Brief: Return the full set of entries precisely. Do not carry over any pictures.

Data provided:
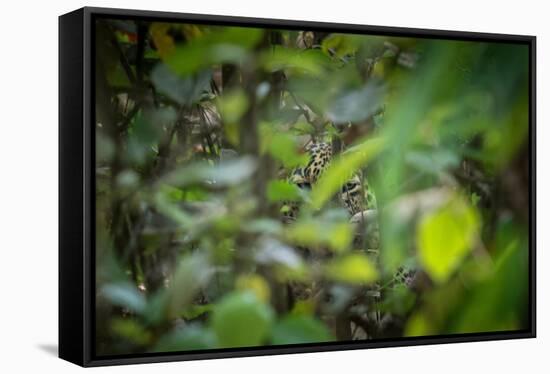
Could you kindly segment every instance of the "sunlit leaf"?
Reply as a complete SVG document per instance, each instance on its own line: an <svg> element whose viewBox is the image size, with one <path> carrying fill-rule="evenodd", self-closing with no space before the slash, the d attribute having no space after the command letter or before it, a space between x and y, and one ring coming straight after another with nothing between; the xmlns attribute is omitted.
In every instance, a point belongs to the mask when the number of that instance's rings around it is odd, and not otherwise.
<svg viewBox="0 0 550 374"><path fill-rule="evenodd" d="M379 277L369 258L360 253L334 259L327 264L325 274L329 279L352 284L372 283Z"/></svg>
<svg viewBox="0 0 550 374"><path fill-rule="evenodd" d="M476 210L455 197L426 214L416 230L419 259L436 282L445 282L471 251L479 233Z"/></svg>
<svg viewBox="0 0 550 374"><path fill-rule="evenodd" d="M252 292L258 300L269 303L271 290L266 280L258 274L241 275L235 281L235 289Z"/></svg>
<svg viewBox="0 0 550 374"><path fill-rule="evenodd" d="M271 157L279 160L286 168L305 165L309 159L306 154L298 152L298 144L291 135L285 133L272 134L267 144Z"/></svg>
<svg viewBox="0 0 550 374"><path fill-rule="evenodd" d="M267 198L270 201L297 201L300 199L300 189L295 184L286 181L270 181L267 185Z"/></svg>
<svg viewBox="0 0 550 374"><path fill-rule="evenodd" d="M232 292L214 309L212 328L220 347L251 347L268 337L273 310L251 292Z"/></svg>
<svg viewBox="0 0 550 374"><path fill-rule="evenodd" d="M248 99L243 90L224 92L217 106L225 123L237 123L248 109Z"/></svg>
<svg viewBox="0 0 550 374"><path fill-rule="evenodd" d="M404 336L429 336L434 335L434 331L428 317L422 313L413 314L407 321Z"/></svg>
<svg viewBox="0 0 550 374"><path fill-rule="evenodd" d="M326 246L335 252L342 252L351 245L353 226L342 221L298 220L287 228L285 236L298 245L310 248Z"/></svg>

Written response:
Could you kindly segment every instance of the "sunlit leaf"?
Reply as a complete SVG document per instance, each instance on its own line: an <svg> element whose viewBox is the image size, with one <path> carrying fill-rule="evenodd", self-closing with no space before the slash, the d attribute having no space after the command letter or before it, a space between x and y, and one ring coming straight after another with nothing between; the xmlns attribute is omitted.
In every instance, a point belongs to the mask when the number of that instance's rings around it is odd, and not otherwise.
<svg viewBox="0 0 550 374"><path fill-rule="evenodd" d="M379 277L369 258L360 253L334 259L327 264L325 274L329 279L352 284L372 283Z"/></svg>
<svg viewBox="0 0 550 374"><path fill-rule="evenodd" d="M476 210L455 197L426 214L416 230L419 259L436 282L445 282L471 251L479 233Z"/></svg>
<svg viewBox="0 0 550 374"><path fill-rule="evenodd" d="M252 292L258 300L269 303L271 290L266 280L258 274L241 275L235 281L235 289Z"/></svg>
<svg viewBox="0 0 550 374"><path fill-rule="evenodd" d="M271 157L279 160L286 168L305 165L309 159L306 154L298 152L298 144L291 135L285 133L272 134L267 144Z"/></svg>
<svg viewBox="0 0 550 374"><path fill-rule="evenodd" d="M267 198L270 201L297 201L300 199L300 189L295 184L286 181L270 181L267 185Z"/></svg>
<svg viewBox="0 0 550 374"><path fill-rule="evenodd" d="M232 292L214 309L212 328L220 347L251 347L268 337L273 310L251 292Z"/></svg>
<svg viewBox="0 0 550 374"><path fill-rule="evenodd" d="M248 99L243 90L224 92L217 106L225 123L237 123L248 109Z"/></svg>
<svg viewBox="0 0 550 374"><path fill-rule="evenodd" d="M404 336L429 336L434 335L434 331L428 317L422 313L413 314L407 321Z"/></svg>
<svg viewBox="0 0 550 374"><path fill-rule="evenodd" d="M326 246L335 252L342 252L351 245L353 226L342 221L298 220L287 228L285 236L298 245L310 248Z"/></svg>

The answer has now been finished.